* [SOURCE]:
★ ★ ★ ★ ★
What is change data capture?

Change data capture (CDC) is a process used to track and capture changes made to data in a source system, such as a transactional database, data warehouse, or SaaS application. By recording changes in real time, CDC enables you to keep systems synchronized, power analytics, train AI models, and support seamless data migrations.

Knowing what changes occur in a database is essential for maintaining data integrity, optimizing workflows, and unlocking real-time insights. A typical example is in retail—when a customer places an order, CDC captures that sale from the transactional database at the moment it happens. A CDC service like Google Cloud’s Datastream can replicate the changes from an on-premises PostgreSQL database into a BigQuery data warehouse, powering an analytics dashboard in near real time and eliminating the wait for slow, nightly batch jobs.

Introduction to Datastream for BigQuery

Key takeaways

Change data capture (CDC) is a process used to identify and capture data modifications—such as insertions, updates, and deletions—from a source system, often in near real time. CDC is renowned for:

  • Replacing slow, nightly batch jobs: Allows you to capture changes to data as they happen, instead of extracting entire datasets later
  • Powerful use cases: CDC supports seamless database migrations, real-time analytics, and AI training

What is the difference between ETL and CDC?

The ETL process, which stands for ‘extract, transform, load,’ involves extracting raw data from its source system, transforming it into the necessary structure, and then loading it into the destination system, typically a data warehouse. ETL helps to ensure that data is organized, clean, and ready for downstream use in analytics or applications.

Traditionally, ETL runs in large, scheduled batches, often overnight. This means the data in the target system is only as fresh as the most recent batch run.

The key difference is in how CDC extracts data. Instead of extracting the dataset in batches, CDC captures the changes as they happen, making it possible to always query the most current data instead of relying on periodic batch processing. This can help you respond faster to changes and gain more accurate insights.

What is the difference between SCD and CDC?

Change data capture is primarily a process focused on the efficient extraction of all incremental changes from a source database, often in near real time, to minimize the load on the source system.

In contrast, slowly changing dimensions (SCD) is a data modeling technique applied in the target data warehouse or analytical system, focusing on how to store and manage the historical state of dimension data (like customer records or product attributes) over time.

While CDC is the tool for efficient data transport of the changes, these changes are typically applied using a specific SCD strategy to maintain a complete and accurate history within the destination system.

Common CDC sources and destinations

Change data capture can be a powerful bridge for connecting the diverse systems that make up a modern data stack or data cloud. Rather than being limited to specific databases, CDC tools are designed to work with a wide variety of sources and destinations.

Transactional databases are the most common sources for CDC, capturing every insert, update, and delete from the systems that run daily business operations.

Often the primary destination for CDC data, these systems consolidate information from multiple sources for business intelligence, analytics, and AI.

  • Examples: BigQuery, Snowflake, Amazon Redshift, Databricks

Use CDC to pull change data from critical business platforms (often via APIs or webhooks) to synchronize customer, sales, or support data across the organization.

  • Examples: Salesforce, SAP, Stripe, HubSpot

Streaming and messaging platforms often act as a real-time messaging bus, receiving change events from a source and distributing them to multiple downstream consumers simultaneously.
★ ★ ★ ★ ★
* [DATA RECORDS]:
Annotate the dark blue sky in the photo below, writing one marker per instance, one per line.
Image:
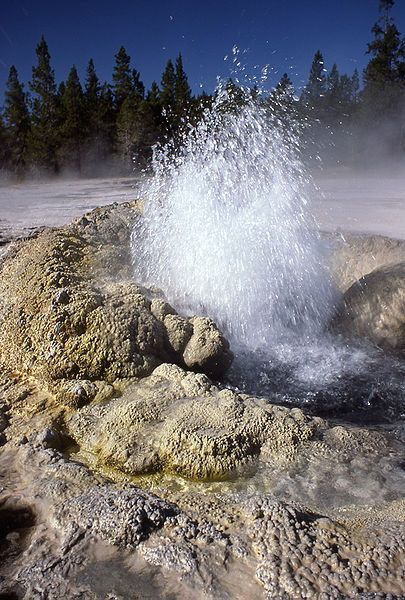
(282, 33)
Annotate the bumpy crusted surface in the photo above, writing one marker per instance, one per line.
(353, 256)
(301, 555)
(121, 517)
(374, 308)
(67, 532)
(179, 422)
(234, 546)
(61, 324)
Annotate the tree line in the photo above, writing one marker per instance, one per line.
(72, 126)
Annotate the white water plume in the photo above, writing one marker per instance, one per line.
(226, 231)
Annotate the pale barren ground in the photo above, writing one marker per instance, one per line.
(345, 201)
(371, 202)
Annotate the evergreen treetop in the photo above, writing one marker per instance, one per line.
(122, 77)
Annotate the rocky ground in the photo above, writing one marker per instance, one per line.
(126, 469)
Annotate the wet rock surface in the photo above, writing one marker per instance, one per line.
(73, 332)
(374, 308)
(124, 475)
(178, 422)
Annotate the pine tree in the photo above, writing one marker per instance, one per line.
(122, 77)
(387, 49)
(91, 87)
(153, 95)
(315, 90)
(182, 91)
(4, 147)
(106, 135)
(72, 128)
(384, 76)
(284, 90)
(44, 140)
(137, 84)
(168, 87)
(91, 100)
(355, 80)
(17, 121)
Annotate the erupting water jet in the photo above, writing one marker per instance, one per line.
(226, 231)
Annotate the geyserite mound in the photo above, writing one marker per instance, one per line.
(70, 319)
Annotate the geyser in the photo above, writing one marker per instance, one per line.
(226, 231)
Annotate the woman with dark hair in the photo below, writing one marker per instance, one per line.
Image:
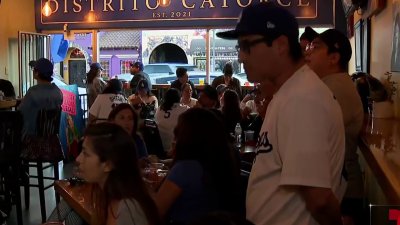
★ ★ ★ ★ ★
* [WHAT YOU SHOULD DO]: After the entries, continue the change data capture text from where it stops.

* [ANSWER BELOW]:
  • Examples: Apache Kafka, Pub/Sub, Amazon Kinesis

A common destination for raw CDC event logs, as object storage provides a scalable and cost-effective foundation for building a data lake.

Key use cases for change data capture

CDC can unlock a wide range of critical use cases, from ensuring data continuity to powering real-time analytics and AI.

  • Replication: Secondary databases or backups remain consistent with the primary system by capturing real-time changes. This is critical for disaster recovery and high-availability architectures.
  • Migration: Database migrations are simplified by tracking ongoing changes and ensuring the destination system reflects the source accurately, even during live migrations.
  • Real-time analytics: By feeding live data into analytics systems, CDC helps you respond to trends and changes as they occur, offering up-to-the-minute insights.
  • Data for AI training: CDC supplies the most current data, enabling AI and machine learning models to be trained with accurate, relevant information, improving predictions and decision-making.
  • Building a data cloud: CDC is an essential service for creating a unified data cloud, streaming real-time changes from diverse, siloed sources (like transactional databases and SaaS applications) into a central analytics platform and back. This helps break down data barriers and creates a single source of truth.

FAQs about change data capture

By capturing and propagating changes as they occur, CDC ensures that multiple systems (like a primary database plus a backup, or a primary database plus an analytics platform) are always synchronized. This eliminates data discrepancies and maintains data integrity across all platforms.

Change data capture works by identifying, tracking, and extracting the changes made to data in a source database using varying approaches including the following:

  • Log-based CDC, which reads the database's internal transaction log (the record of all changes) to stream these specific changes to a target system in near real time, minimizing resource load
  • Trigger-based CDC involves creating database triggers on tables to record changes into separate shadow tables whenever a modification occurs, though this can add overhead to the source database's transaction processing
  • Timestamp-based CDC is the simplest but least performant method, relying on a timestamp or version column in the source table to periodically query for rows where the change time is newer than the last extraction time

How CDC works with databases

Databases are the most common and reliable source for change data capture because of a core component they all share: the transaction log. This log is an immutable, ordered record of every change, making it the perfect foundation for capturing data modifications accurately and efficiently without impacting database performance. Here’s a deeper look at the key concepts.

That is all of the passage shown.